Teks Kajian:
Sejarah Valentine’s Day
Sebenarnya, sejarah Balentine’s Day ada beberapa versi. Dalam tulisan ini cukup diulas dua versi saja. Pertama, pada abad ke-3 M, berkuasa seorang raja Romawi yang bernama Claudus II Chotcus. Pada tanggal 14 Februari 269 M, raja Romawi tersebut menghukum seorang pendeta yang bernama Santo Valentine, yang dianggap bersalah karena menentang ketentuan kerajaan.
Santo Valentine’s telah menikahkan sepasang remaja, yang sedang menjalin cinta kasih. Tindakan ini dianggap bertentangan dengan ketentuan kerajaan. Ketentuan raja Romawi saat itu, laki-laki muda dan single dilarang menikah. Sebab, prajurit kerajaan yang belum menikah dianggap memiliki keunggulan yang luar biasa di medan perang.

Silakan Coba:
Terjemahkan kalimat berikut dari teks tentang sejarah Valentine's Day ke dalam bahasa Inggris: "Sebab, prajurit kerajaan yang belum menikah dianggap memiliki keunggulan yang luar biasa di medan perang."

[Baris Tersimpan]
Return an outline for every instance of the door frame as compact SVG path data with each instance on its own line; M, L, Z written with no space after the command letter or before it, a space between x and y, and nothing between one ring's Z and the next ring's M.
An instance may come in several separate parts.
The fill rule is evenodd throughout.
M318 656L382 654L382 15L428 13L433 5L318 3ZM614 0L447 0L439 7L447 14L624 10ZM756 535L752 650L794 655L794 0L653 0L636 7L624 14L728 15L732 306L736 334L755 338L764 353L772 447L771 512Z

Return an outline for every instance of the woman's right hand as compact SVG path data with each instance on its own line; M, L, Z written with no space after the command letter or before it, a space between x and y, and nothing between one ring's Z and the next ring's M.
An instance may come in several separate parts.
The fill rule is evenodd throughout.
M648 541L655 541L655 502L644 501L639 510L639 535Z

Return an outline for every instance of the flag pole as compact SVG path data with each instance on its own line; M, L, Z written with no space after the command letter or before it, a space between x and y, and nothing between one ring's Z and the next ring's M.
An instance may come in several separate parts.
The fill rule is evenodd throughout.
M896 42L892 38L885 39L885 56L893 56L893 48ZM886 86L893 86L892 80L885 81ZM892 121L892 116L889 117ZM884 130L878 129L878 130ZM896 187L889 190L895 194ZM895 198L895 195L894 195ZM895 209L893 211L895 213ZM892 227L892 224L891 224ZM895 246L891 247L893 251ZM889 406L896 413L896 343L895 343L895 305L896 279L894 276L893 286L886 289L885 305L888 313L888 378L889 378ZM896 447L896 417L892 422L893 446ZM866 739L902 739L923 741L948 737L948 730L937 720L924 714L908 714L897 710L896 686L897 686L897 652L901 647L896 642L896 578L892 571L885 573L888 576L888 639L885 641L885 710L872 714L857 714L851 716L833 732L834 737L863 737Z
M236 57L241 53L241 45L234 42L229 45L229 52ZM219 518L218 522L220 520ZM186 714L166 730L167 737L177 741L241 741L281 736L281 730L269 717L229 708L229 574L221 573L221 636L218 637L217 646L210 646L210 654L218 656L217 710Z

Hasil Tugas:
This was because the kingdom's unmarried soldiers were considered to have an extraordinary advantage on the battlefield.